> Set problem:
Recast the rows below as a numbered list and leave out any blank lines.

[Begin Material provided]

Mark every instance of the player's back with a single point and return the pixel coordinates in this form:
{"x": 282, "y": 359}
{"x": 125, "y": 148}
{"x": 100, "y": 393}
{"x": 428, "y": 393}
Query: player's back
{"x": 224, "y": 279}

[End Material provided]

> Exercise solution:
1. Mark every instance of the player's back with a single point and return the pixel coordinates in this form:
2. {"x": 282, "y": 359}
3. {"x": 125, "y": 148}
4. {"x": 100, "y": 393}
5. {"x": 428, "y": 393}
6. Query: player's back
7. {"x": 224, "y": 279}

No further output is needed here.